* _Description of the task_
Reproduce the line that holds "Expected behaviour: for every instance of the sea" together with all the lines after it up to the end of the entries.

Stored records:
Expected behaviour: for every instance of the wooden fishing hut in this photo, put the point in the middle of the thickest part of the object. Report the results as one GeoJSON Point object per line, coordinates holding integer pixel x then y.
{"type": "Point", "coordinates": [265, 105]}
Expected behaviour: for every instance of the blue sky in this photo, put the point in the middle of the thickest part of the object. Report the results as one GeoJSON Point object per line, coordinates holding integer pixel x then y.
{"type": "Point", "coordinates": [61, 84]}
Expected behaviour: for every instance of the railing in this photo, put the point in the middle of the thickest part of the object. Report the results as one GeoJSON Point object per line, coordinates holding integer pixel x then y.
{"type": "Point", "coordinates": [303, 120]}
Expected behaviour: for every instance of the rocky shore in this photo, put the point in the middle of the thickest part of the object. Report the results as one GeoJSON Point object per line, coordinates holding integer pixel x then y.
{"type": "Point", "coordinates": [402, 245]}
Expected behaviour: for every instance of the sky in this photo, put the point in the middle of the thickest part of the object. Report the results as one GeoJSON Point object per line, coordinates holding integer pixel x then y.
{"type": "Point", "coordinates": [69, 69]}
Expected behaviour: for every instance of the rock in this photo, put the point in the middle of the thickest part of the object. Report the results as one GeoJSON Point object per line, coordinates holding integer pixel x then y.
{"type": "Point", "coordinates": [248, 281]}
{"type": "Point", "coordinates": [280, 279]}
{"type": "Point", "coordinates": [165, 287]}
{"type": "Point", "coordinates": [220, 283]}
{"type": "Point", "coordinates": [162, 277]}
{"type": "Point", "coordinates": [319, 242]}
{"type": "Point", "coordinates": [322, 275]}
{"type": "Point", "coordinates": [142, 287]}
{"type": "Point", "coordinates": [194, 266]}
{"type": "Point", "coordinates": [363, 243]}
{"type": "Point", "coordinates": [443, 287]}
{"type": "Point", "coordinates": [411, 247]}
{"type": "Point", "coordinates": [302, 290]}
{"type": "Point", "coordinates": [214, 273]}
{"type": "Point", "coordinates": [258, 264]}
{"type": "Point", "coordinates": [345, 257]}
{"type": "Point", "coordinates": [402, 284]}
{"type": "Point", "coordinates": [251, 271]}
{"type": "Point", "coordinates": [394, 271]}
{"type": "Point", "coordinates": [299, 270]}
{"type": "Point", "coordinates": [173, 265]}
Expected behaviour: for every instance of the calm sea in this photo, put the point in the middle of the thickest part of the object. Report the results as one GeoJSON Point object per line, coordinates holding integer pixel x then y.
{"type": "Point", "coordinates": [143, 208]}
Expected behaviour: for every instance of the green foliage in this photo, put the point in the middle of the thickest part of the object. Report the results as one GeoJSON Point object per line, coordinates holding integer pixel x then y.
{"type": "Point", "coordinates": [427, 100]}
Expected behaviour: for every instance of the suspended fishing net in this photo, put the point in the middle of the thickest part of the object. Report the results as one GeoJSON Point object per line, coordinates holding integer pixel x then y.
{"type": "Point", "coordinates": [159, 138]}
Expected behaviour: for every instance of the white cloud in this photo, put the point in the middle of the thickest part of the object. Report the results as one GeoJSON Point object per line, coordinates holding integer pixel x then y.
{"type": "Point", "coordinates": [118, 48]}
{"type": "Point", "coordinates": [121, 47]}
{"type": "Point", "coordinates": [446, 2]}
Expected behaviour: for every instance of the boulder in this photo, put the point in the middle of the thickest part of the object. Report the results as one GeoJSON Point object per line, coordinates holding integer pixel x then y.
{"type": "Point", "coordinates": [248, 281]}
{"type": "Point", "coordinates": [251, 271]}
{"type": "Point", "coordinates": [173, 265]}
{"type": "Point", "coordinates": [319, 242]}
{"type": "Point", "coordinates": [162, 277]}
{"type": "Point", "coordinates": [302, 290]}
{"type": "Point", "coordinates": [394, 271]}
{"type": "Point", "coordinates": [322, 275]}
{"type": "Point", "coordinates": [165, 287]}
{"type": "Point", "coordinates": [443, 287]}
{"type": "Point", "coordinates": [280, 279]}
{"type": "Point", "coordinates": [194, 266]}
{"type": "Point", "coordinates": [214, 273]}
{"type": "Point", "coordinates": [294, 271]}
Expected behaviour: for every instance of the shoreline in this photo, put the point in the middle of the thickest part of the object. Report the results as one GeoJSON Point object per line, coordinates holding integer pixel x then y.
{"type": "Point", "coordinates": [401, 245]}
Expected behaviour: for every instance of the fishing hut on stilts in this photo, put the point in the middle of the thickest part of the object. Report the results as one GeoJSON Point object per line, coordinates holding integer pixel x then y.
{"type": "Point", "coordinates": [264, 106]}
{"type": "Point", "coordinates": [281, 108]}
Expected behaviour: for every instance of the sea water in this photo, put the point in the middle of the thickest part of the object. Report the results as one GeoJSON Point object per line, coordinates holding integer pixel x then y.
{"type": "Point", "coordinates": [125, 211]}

* _Reply_
Expected behaviour: for every instance of the sea water in this photo, put the point in the middle of the thickest part of the object. Report the results as one GeoJSON Point object per line, coordinates holding integer pixel x then y.
{"type": "Point", "coordinates": [125, 211]}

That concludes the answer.